-- Material shown start --

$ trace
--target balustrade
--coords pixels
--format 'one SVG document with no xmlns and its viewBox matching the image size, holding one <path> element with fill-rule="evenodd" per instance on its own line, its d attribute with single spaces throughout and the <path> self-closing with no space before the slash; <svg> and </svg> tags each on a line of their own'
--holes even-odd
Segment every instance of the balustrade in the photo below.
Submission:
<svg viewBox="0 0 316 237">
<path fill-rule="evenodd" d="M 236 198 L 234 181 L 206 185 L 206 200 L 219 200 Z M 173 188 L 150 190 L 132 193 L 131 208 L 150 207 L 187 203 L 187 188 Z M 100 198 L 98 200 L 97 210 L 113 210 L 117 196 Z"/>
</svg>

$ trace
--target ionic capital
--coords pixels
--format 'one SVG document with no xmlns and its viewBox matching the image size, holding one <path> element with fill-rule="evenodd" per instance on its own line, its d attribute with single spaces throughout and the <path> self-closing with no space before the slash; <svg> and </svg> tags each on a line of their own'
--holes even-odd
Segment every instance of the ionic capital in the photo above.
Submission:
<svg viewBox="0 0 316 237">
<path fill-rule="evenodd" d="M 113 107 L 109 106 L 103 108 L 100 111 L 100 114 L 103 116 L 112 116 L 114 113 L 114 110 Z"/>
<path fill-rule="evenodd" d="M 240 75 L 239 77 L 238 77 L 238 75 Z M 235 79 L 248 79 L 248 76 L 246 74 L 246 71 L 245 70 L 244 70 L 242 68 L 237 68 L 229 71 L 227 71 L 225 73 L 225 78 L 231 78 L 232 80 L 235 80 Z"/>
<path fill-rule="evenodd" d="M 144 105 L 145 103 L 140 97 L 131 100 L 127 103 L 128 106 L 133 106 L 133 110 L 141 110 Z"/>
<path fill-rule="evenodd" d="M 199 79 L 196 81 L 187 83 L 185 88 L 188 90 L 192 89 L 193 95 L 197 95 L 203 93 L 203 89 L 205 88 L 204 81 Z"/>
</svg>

-- Material shown end --

* **What is needed**
Copy every line of the entries above verbatim, with no changes.

* **Final answer**
$ trace
--target balustrade
--coords pixels
--format 'one SVG document with no xmlns and its viewBox matching the image size, holding one <path> element with fill-rule="evenodd" per instance on its own line, its d attribute with single spaces throughout and the <path> self-closing with no space before the slash; <svg> and </svg> tags each on a line of their own'
--holes even-odd
Segment every instance of the balustrade in the photo below.
Submission:
<svg viewBox="0 0 316 237">
<path fill-rule="evenodd" d="M 236 198 L 234 181 L 206 185 L 206 200 L 219 200 Z M 173 188 L 150 190 L 132 193 L 131 208 L 150 207 L 187 203 L 187 188 Z M 100 198 L 98 200 L 97 210 L 113 210 L 117 196 Z"/>
</svg>

$ trace
--target ionic capital
--coords pixels
--format 'one SVG document with no xmlns and its viewBox matching the image size, holding one <path> element with fill-rule="evenodd" per instance on its own line, its d attribute with single spaces throughout and the <path> self-closing with no space before the slash; <svg> and </svg> tags each on a line of their own'
--holes even-odd
Segment every instance of the ionic capital in the photo above.
Submission:
<svg viewBox="0 0 316 237">
<path fill-rule="evenodd" d="M 113 107 L 109 106 L 103 108 L 100 111 L 100 114 L 103 116 L 112 116 L 114 113 L 114 110 Z"/>
<path fill-rule="evenodd" d="M 240 75 L 239 77 L 238 77 L 238 75 Z M 235 79 L 248 79 L 248 76 L 246 74 L 246 71 L 245 70 L 244 70 L 242 68 L 237 68 L 229 71 L 227 71 L 225 73 L 225 78 L 231 78 L 232 80 L 235 80 Z"/>
<path fill-rule="evenodd" d="M 144 105 L 145 103 L 140 97 L 131 100 L 127 103 L 128 106 L 133 106 L 133 110 L 141 110 Z"/>
<path fill-rule="evenodd" d="M 199 79 L 196 81 L 187 83 L 185 88 L 188 90 L 192 89 L 193 95 L 197 95 L 203 93 L 203 89 L 205 88 L 204 81 Z"/>
</svg>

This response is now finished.